Work through the listing below and count the lines that hold "beige". Answer with the number alone.
:: Material for this exercise
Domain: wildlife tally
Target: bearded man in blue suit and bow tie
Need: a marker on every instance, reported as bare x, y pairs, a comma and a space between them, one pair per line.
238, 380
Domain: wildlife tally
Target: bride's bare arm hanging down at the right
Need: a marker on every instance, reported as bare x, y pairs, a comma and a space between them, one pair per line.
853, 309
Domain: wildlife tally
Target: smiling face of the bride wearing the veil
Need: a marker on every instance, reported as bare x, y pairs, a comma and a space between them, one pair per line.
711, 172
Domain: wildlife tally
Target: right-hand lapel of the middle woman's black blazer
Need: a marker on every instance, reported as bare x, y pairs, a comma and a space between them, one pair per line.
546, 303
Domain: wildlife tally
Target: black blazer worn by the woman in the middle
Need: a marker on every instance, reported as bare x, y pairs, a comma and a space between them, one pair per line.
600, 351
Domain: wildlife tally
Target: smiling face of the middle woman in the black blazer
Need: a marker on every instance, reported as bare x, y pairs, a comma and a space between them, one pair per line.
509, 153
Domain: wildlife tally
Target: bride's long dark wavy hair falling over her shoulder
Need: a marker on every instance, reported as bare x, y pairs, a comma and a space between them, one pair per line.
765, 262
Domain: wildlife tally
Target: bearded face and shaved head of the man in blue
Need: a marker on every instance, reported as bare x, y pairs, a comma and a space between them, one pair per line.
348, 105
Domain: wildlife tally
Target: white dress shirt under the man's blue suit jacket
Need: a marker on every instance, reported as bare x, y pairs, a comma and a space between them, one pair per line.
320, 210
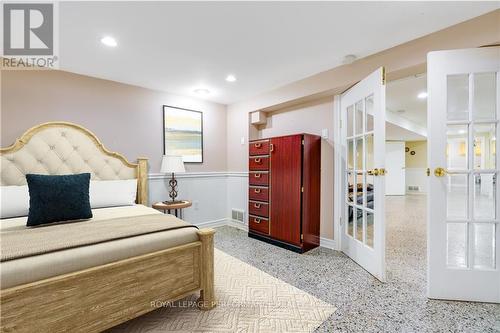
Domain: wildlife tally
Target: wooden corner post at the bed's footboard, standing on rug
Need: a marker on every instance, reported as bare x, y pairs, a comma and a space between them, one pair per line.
207, 293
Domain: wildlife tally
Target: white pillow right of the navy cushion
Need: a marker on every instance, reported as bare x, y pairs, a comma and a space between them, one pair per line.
110, 193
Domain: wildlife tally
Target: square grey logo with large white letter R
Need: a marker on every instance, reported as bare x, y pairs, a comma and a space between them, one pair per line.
28, 29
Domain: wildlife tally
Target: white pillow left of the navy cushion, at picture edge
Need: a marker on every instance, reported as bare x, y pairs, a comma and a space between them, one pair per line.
14, 201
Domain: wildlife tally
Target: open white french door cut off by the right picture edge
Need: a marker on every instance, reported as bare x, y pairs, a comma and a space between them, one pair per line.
463, 207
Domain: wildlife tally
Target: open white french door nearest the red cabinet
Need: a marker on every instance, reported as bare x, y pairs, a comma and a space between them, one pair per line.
363, 138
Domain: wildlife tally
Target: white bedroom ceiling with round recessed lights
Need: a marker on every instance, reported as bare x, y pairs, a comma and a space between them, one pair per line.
178, 47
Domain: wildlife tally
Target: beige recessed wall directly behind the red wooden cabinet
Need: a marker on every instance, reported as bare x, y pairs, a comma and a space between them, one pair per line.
310, 118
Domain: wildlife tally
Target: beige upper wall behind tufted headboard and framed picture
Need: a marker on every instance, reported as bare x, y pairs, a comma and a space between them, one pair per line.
127, 119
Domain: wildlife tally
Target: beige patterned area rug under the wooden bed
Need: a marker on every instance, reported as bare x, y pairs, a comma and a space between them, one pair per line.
249, 300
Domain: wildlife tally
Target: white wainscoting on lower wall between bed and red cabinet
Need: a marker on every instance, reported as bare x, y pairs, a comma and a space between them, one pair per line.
214, 195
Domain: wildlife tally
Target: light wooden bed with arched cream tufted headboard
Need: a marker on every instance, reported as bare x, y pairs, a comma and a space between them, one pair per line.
95, 286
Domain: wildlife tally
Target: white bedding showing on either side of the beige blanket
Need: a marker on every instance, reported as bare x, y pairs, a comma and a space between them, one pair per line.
25, 270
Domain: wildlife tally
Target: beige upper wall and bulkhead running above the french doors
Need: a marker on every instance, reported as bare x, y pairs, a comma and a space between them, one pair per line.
402, 60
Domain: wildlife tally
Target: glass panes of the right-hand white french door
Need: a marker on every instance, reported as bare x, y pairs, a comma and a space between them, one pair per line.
471, 170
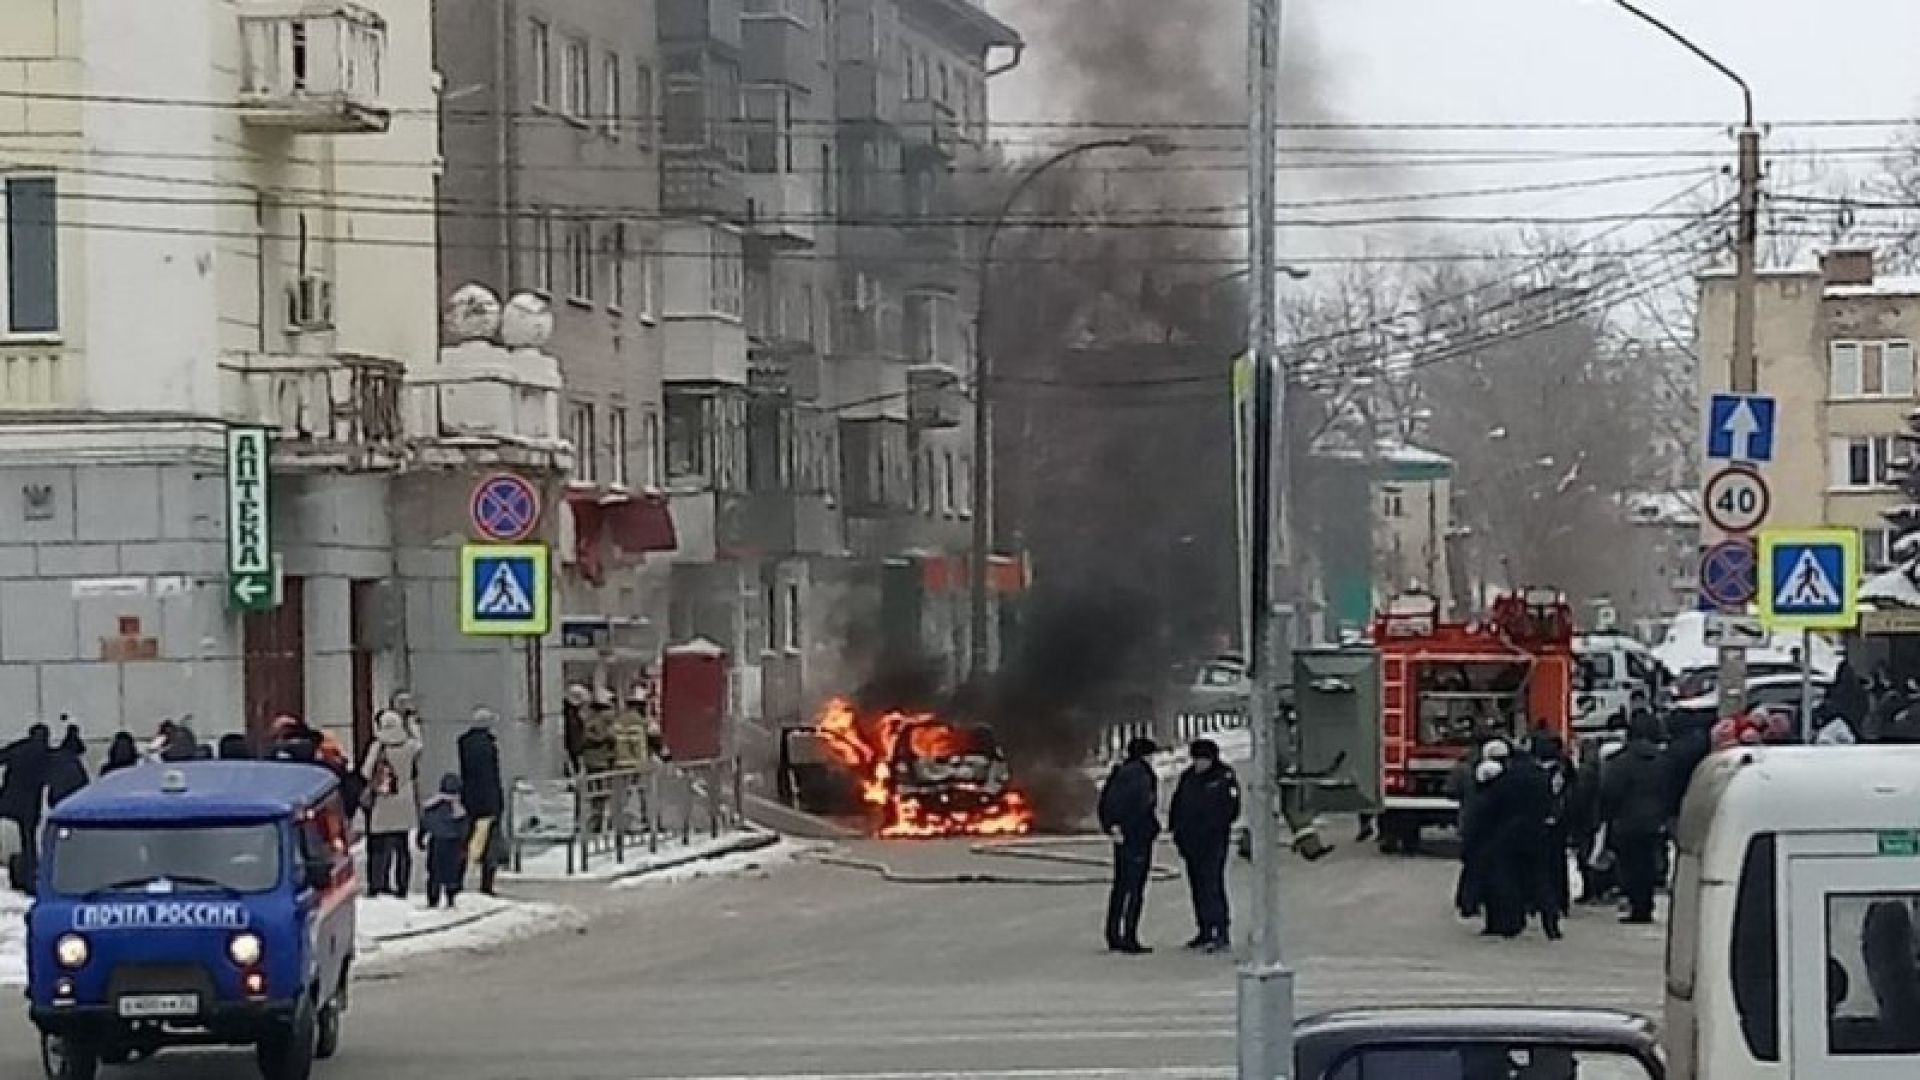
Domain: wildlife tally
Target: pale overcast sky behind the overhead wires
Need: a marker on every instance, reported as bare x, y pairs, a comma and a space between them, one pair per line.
1577, 61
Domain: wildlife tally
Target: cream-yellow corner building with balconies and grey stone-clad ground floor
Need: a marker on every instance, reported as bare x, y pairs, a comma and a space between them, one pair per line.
222, 214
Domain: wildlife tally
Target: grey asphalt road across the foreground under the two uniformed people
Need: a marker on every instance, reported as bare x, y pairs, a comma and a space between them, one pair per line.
817, 971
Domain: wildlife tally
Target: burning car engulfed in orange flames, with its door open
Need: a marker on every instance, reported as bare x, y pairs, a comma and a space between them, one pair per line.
915, 773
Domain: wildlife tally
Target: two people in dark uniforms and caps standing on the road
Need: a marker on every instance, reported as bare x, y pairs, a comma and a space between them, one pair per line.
1201, 818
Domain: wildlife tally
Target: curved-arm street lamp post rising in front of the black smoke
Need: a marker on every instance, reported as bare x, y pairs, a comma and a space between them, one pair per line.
982, 487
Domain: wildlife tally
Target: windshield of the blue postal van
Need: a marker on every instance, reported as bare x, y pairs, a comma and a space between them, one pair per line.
237, 858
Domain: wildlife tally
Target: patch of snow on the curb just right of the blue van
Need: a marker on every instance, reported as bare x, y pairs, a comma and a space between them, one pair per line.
400, 929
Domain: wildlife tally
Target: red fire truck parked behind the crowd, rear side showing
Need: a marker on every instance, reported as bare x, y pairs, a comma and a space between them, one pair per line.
1449, 687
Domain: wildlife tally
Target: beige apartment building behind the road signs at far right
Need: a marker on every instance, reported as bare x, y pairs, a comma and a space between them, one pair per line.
1836, 351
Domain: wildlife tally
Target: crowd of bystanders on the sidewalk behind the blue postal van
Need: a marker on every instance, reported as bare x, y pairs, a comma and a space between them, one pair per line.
458, 825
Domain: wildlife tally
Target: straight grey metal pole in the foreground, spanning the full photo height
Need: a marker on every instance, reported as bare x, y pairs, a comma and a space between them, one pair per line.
1266, 987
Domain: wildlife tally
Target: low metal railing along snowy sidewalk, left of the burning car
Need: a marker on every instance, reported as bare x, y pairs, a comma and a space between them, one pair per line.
608, 816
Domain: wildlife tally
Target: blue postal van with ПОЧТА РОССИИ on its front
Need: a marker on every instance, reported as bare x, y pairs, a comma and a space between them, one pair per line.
195, 904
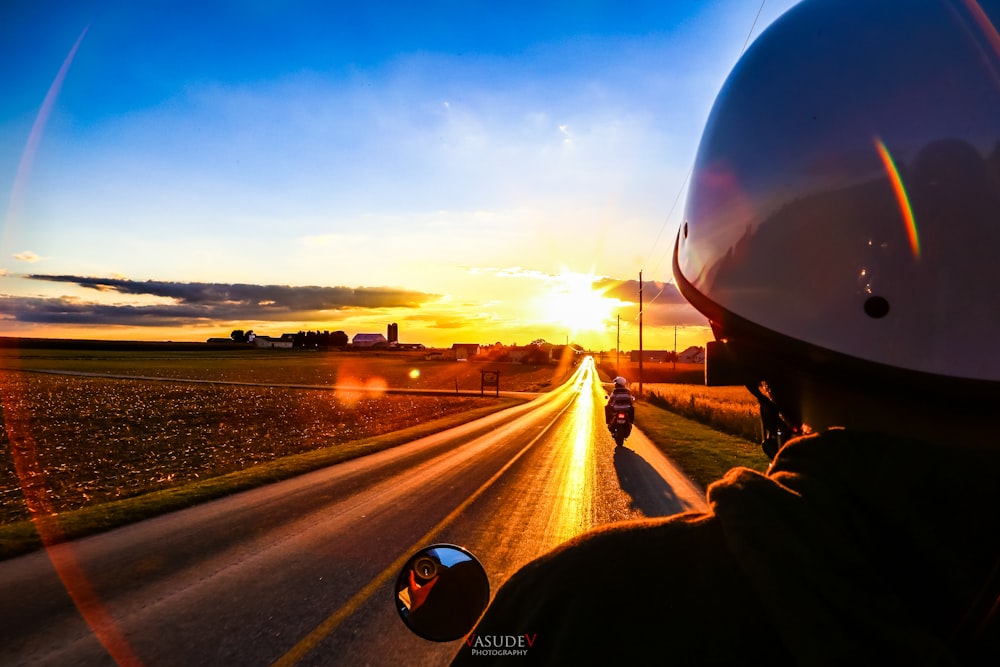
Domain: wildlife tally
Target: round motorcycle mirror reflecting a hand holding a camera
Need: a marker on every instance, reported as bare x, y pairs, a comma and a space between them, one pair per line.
441, 592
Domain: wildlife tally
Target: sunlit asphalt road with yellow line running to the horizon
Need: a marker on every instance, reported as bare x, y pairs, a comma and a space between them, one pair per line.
302, 571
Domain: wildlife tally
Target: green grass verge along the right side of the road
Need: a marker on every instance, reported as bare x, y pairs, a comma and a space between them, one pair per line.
701, 452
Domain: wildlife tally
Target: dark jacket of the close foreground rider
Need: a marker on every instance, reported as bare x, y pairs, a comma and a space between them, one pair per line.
852, 550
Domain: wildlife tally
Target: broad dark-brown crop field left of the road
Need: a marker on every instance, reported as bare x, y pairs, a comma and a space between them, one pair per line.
87, 440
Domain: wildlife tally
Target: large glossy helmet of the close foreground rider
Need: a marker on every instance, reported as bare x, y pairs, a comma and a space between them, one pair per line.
845, 199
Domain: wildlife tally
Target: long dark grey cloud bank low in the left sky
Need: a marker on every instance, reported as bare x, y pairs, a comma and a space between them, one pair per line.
202, 302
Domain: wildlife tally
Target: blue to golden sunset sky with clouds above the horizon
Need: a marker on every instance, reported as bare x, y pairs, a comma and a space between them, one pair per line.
475, 172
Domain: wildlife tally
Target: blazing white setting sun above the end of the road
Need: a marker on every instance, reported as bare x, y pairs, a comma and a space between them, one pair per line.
574, 304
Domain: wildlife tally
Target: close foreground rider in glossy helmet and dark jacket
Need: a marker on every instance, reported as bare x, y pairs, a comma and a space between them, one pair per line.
841, 236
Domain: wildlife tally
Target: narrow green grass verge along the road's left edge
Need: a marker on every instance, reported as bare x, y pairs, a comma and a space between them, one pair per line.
22, 537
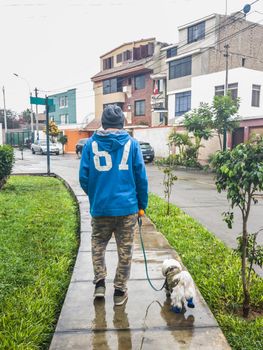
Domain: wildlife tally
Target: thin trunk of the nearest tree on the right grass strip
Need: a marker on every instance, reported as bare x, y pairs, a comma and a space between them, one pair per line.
246, 301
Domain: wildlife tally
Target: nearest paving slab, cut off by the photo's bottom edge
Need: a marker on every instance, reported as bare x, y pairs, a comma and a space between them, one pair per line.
157, 339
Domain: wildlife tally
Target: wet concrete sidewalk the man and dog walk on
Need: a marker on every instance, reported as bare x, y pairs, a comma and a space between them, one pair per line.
145, 322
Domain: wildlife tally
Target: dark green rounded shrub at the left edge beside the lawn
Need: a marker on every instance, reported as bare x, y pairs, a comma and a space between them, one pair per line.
6, 163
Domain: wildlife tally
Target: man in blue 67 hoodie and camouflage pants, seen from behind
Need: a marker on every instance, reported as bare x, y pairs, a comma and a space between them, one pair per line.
112, 174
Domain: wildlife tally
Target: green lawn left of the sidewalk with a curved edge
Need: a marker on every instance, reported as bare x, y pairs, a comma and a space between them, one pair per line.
38, 246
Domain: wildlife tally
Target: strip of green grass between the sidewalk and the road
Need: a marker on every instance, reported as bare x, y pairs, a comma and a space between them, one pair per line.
216, 271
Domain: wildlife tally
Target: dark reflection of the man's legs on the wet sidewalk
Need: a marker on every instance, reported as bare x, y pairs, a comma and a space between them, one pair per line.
120, 323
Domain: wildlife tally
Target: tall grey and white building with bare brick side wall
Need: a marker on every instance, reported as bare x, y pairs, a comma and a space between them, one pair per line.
196, 68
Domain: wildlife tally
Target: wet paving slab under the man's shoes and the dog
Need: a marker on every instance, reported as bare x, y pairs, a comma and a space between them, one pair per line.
144, 308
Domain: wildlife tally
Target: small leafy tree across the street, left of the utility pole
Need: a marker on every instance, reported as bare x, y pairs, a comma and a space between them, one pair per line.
199, 122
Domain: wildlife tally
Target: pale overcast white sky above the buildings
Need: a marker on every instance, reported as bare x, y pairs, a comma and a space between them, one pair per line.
56, 44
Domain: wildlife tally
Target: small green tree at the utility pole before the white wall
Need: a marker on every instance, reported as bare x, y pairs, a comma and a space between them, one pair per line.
224, 110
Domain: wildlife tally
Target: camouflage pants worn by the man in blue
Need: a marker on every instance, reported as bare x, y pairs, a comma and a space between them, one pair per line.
123, 229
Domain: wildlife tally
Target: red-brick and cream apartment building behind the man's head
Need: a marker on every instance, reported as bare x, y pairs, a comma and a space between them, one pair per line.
128, 78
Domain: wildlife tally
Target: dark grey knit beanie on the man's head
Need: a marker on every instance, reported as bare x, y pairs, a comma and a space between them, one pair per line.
::::
_Exercise output_:
6